___ Отрывок текста ___

Ученый сын выдал родителей. И тут даже не отличающийся излишней впечатлительностью композитор Шапорин взял слово и заявил с трибуны, что столетие со дня рождения одного великого русского композитора не может служить поводом для дискриминации второго». Однажды Шостакович спросил: «Что вы скажете о композиторе N.? – (И он назвал фамилию совершенно неизвестную.) – Не знаете? Странно! А между тем этот самый N. учился у Лядова одновременно с Прокофьевым, и, тогда как Прокофьев получал тройки, а иногда и двойки, N. учился на круглые пятерки. И что же? Ловкач и проныра Прокофьев завоевал себе мировое имя, тогда как N., несмотря на семнадцать симфоний и одну „Поэму сатания“, никому не известен. „Какова темка-то! – восклицает он, играя на рояле тему сатаны. – И никто меня не знает, тогда как ловкач и проныра Прокофьев известен всему миру“.
10 июля
Шостакович рассказывал об операции удаления гланд, которую ему сделали в Москве прошлым летом. «Это одно из самых позорных воспоминаний моей жизни. Когда я пришел в операционную комнату, то мной овладела первая пагубная мысль. Профессор имеет отличную репутацию. Но Бетховен имел еще лучшую. Тем не менее в его обширном музыкальном наследии можно отыскать два-три неудачных опуса. Что, если моя операция окажется неудачным опусом профессора? Это вполне допустимо и совершенно естественно и даже не отразится в дальнейшем на отличной профессорской [репутации]
. Этот ничтожный процент неудач для него может оказаться весьма значительным лично для меня. Тут я увидел, что вся операционная затемнена, как во время войны. Только над столом висит как бы электрическая пушка, которая должна освещать мои гланды. И вторая пагубная мысль овладела мной: а что, если произойдет короткое замыкание как раз посреди операции? И тут я закрыл рот и отказывался открыть его, несмотря на уговоры всего персонала от профессора до медицинских сестер и санитарок. В конце концов все же им удалось усовестить меня. Не верьте, если вам будут говорить, что эта операция коротка и безболезненна. Она длится бесконечно. А боль настолько сильная, что я далеко отбросил в один из тяжелых моментов профессора ударом правой ноги».

___ Список строк ___

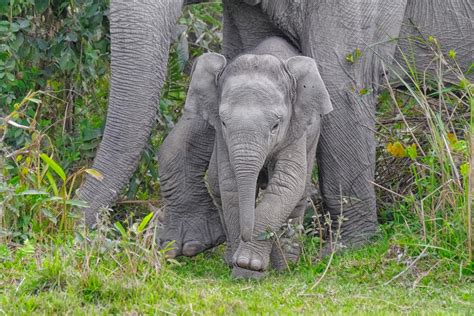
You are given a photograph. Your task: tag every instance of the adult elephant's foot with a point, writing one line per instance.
(190, 233)
(240, 273)
(353, 222)
(284, 252)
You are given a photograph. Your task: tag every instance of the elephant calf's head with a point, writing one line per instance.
(260, 104)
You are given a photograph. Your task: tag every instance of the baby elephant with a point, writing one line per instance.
(266, 107)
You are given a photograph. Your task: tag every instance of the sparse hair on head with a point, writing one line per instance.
(260, 65)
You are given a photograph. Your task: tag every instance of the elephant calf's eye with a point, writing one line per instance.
(275, 127)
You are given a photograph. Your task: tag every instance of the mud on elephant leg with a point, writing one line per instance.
(191, 219)
(346, 169)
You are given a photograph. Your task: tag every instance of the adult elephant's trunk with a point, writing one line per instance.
(141, 32)
(247, 160)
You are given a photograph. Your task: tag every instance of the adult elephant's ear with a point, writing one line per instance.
(202, 95)
(311, 96)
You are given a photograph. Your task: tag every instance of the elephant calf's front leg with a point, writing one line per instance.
(285, 189)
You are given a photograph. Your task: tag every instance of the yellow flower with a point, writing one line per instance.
(396, 150)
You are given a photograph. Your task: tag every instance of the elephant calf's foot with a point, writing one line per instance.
(284, 252)
(190, 233)
(240, 273)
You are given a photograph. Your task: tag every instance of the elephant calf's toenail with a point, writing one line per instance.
(192, 248)
(256, 264)
(242, 261)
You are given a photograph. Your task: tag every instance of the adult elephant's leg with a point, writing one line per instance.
(140, 37)
(346, 151)
(191, 219)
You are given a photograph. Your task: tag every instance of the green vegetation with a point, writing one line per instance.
(54, 70)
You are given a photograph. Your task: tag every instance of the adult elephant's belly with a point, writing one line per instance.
(447, 23)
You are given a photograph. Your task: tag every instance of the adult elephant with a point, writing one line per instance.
(326, 30)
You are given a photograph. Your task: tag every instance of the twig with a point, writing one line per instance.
(392, 95)
(407, 268)
(386, 189)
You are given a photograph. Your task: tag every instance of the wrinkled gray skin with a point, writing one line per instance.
(324, 30)
(266, 108)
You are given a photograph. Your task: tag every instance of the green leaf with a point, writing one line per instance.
(33, 192)
(41, 5)
(452, 54)
(78, 203)
(411, 151)
(50, 216)
(53, 165)
(144, 222)
(121, 230)
(52, 182)
(96, 174)
(465, 169)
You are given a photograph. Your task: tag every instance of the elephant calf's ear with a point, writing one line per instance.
(312, 97)
(202, 95)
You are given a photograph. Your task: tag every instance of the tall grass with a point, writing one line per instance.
(425, 163)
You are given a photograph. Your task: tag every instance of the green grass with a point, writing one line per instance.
(63, 278)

___

(Задание A):
Перескажите короче, списком, абзац отрывка о Шостаковиче, который начинается словами «Ученый сын выдал родителей».
(Задание B):
Продолжите отрывок о Шостаковиче после его последней фразы.
Эти строки взяты из другого источника.

(Ответ A):
- Ученый сын выдал родителей.
- Композитор Шапорин заявил с трибуны, что столетие со дня рождения одного великого русского композитора не может быть поводом для дискриминации другого.
- Шостакович однажды спросил о никому не известном композиторе N., который учился у Лядова одновременно с Прокофьевым.
- Прокофьев получал тройки, а иногда и двойки, а N. учился на круглые пятерки.
- Прокофьев получил мировое имя, а N. остался никому не известен, хотя написал семнадцать симфоний и «Поэму сатания».
- В рассказе N. играет на рояле тему сатаны и сетует, что его никто не знает, а «ловкач и проныра» Прокофьев известен всему миру.

(Ответ B):
5 августа 1955 г.
В.Б. Шкловский.Сложность этого лета увеличилась оттого, что приехал Шкловский, мой вечный мучитель. Он со своей уродливой, курносой, вечно готовой к улыбке до ушей маске страшен мне. Он подозревает, что я не писатель. А это для меня страшнее смерти. Когда я не вижу его, то и не вспоминаю, по возможности, а когда вижу, то теряюсь, недопустимо разговорчив, стараюсь отличиться, проявляю слабость, что мне теперь невыносимо. Беда моя в том, что я не преуменьшаю, а скорее преувеличиваю достоинства порицающих меня людей. А Шкловский, при всей суетности и суетливости своей, более всех, кого я знаю из критиков, чувствует литературу. Именно литературу. Когда он слышит музыку, то меняется в лице, уходит из комнаты. Он, вероятно, так же безразличен и к живописи.